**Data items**

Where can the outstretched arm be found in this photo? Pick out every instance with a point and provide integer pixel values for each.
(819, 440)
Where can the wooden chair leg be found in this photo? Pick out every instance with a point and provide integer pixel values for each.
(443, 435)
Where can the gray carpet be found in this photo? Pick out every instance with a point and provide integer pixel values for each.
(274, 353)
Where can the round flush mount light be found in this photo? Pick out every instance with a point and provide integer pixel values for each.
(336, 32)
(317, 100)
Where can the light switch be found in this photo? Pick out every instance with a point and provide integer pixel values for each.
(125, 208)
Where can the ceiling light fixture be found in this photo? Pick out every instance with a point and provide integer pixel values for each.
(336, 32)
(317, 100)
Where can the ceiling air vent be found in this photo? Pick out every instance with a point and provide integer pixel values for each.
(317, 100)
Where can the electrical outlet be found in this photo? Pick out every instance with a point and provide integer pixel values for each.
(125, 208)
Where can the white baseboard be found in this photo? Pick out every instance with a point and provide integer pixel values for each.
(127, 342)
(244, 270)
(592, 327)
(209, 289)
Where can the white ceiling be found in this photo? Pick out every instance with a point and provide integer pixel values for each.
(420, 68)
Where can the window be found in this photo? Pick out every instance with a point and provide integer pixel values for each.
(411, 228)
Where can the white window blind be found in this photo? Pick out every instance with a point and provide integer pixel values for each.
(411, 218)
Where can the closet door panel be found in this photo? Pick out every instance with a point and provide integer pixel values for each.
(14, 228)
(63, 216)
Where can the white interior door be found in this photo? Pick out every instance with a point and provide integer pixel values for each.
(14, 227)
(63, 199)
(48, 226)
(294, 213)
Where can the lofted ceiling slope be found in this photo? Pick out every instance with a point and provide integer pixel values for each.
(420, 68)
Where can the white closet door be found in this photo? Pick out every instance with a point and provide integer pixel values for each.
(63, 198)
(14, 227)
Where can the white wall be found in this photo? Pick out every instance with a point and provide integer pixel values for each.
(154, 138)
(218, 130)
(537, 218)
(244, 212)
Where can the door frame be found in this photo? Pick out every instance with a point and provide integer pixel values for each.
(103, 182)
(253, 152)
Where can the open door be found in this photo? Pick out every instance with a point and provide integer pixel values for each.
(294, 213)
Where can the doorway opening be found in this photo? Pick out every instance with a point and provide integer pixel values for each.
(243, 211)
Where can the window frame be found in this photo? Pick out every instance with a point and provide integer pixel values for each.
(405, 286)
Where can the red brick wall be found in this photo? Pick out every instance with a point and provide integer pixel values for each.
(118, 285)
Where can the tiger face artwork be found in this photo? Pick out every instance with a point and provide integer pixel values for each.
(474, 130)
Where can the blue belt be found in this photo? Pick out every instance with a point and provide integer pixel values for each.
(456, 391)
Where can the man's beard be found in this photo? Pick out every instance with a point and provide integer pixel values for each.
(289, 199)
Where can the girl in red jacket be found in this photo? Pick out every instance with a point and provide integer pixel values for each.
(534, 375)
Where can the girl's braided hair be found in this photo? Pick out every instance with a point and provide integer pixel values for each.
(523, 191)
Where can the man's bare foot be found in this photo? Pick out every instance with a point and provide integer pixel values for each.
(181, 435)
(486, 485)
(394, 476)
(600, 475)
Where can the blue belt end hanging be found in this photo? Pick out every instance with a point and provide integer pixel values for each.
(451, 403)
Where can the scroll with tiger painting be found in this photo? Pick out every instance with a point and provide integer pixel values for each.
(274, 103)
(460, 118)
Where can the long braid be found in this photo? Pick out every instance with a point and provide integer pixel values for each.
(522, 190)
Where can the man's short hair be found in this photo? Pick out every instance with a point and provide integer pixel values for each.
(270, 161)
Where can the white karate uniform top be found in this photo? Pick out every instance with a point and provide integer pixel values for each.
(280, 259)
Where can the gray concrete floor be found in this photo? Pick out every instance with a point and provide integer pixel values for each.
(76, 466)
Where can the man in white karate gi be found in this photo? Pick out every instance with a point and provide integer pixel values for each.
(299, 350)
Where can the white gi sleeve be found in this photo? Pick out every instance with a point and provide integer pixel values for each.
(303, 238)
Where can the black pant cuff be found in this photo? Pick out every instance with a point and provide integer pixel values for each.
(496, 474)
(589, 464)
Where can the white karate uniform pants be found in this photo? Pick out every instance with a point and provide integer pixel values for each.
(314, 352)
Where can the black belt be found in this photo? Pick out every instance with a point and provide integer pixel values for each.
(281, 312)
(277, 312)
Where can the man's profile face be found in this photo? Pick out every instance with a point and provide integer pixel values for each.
---
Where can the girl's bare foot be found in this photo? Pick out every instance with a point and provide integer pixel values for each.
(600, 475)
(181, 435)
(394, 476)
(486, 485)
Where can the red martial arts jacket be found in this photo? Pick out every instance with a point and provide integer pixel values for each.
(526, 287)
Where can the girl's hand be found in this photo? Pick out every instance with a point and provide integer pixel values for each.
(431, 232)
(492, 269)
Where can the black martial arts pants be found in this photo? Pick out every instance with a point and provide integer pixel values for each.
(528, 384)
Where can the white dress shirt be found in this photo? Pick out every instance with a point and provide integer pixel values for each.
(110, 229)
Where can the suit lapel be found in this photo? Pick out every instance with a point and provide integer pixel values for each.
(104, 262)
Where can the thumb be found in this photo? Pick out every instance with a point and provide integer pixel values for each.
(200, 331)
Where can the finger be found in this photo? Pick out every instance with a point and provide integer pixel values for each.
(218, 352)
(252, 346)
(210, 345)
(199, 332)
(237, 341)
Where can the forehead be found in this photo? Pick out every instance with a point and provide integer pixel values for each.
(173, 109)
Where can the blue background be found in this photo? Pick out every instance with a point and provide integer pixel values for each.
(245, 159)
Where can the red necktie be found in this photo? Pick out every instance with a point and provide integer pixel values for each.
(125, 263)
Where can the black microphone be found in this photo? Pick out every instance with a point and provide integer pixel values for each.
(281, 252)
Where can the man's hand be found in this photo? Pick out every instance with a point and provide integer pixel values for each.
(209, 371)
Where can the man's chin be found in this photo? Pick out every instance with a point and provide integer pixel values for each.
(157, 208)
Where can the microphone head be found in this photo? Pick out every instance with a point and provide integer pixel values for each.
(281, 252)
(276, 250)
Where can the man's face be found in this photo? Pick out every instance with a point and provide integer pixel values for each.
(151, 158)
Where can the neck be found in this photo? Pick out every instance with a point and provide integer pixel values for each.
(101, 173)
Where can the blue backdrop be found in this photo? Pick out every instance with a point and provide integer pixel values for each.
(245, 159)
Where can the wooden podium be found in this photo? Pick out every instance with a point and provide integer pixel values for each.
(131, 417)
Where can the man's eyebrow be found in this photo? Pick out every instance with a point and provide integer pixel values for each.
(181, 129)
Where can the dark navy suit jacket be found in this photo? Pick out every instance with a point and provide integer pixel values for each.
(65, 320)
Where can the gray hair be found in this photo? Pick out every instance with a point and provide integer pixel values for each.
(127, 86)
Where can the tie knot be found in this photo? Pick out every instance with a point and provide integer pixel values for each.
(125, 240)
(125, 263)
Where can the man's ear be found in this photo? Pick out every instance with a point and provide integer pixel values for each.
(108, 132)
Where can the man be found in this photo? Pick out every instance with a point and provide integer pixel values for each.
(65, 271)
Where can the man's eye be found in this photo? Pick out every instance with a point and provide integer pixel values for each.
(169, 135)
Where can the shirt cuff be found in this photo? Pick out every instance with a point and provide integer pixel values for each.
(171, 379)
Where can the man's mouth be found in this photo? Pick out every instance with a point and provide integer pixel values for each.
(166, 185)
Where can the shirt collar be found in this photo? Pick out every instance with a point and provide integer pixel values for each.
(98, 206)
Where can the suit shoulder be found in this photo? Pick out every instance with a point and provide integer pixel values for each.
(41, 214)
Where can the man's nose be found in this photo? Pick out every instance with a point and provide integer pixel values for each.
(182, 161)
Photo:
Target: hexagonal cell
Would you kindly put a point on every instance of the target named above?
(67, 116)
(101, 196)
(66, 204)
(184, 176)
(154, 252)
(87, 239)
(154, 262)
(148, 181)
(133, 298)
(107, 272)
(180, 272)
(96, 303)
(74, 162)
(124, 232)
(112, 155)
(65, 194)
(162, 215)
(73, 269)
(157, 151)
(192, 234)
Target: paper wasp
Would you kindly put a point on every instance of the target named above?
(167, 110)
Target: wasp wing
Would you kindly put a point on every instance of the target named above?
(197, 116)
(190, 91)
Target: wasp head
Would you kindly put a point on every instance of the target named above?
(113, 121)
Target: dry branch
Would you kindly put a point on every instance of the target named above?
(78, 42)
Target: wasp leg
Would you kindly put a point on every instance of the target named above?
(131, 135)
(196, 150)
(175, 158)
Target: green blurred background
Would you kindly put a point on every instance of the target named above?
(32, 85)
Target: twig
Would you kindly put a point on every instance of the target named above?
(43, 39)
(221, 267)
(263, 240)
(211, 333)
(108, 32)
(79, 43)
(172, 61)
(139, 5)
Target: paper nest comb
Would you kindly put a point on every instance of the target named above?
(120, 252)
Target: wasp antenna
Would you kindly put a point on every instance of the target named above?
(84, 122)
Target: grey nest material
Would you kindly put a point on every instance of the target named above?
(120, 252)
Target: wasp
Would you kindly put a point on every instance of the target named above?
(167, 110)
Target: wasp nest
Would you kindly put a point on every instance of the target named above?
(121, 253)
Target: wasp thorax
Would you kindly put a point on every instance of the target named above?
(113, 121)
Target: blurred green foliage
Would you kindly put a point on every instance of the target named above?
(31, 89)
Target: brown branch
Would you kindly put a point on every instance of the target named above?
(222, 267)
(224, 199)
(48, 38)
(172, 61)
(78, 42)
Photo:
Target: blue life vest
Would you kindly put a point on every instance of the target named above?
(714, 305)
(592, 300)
---
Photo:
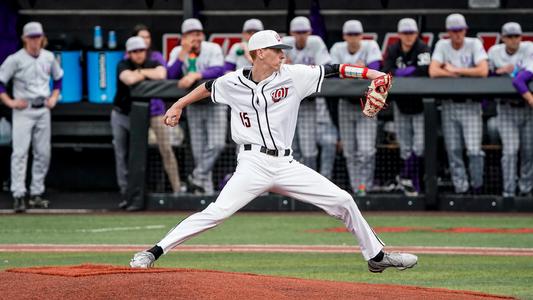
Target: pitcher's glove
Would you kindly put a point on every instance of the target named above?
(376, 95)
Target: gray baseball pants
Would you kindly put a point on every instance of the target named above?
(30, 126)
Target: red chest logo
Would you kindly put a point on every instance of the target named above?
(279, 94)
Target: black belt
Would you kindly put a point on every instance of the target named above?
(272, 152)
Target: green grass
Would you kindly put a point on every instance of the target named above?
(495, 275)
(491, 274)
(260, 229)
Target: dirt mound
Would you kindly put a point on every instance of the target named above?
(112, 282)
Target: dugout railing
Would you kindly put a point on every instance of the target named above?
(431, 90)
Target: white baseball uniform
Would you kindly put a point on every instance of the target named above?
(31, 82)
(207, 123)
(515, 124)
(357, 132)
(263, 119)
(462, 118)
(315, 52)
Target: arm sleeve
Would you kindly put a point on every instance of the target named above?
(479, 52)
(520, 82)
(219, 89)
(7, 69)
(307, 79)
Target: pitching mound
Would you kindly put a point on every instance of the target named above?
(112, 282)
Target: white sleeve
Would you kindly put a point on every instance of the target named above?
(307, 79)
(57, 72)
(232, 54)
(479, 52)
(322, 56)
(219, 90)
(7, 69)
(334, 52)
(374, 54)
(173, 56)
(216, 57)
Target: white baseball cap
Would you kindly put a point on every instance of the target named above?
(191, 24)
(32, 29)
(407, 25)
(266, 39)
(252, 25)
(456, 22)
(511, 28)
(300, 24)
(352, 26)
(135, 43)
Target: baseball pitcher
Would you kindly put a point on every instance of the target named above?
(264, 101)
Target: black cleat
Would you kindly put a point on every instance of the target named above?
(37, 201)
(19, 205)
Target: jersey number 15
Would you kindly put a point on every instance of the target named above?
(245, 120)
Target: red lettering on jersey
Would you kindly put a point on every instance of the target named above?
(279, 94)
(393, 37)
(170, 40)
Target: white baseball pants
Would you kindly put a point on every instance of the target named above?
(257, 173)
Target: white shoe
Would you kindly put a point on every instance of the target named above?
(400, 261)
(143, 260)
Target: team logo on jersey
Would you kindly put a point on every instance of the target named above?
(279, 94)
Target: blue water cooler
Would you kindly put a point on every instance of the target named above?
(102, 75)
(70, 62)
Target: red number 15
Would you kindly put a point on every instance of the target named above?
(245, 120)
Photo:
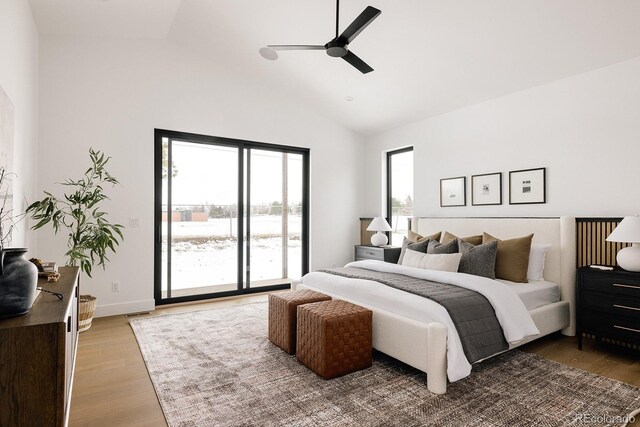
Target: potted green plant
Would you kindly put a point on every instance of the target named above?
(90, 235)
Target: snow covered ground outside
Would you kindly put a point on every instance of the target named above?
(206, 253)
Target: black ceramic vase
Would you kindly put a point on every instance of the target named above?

**What you will do**
Working from the entries above, return all lines that contain "mound".

**Solution**
Target: dirt mound
Target: pitching mound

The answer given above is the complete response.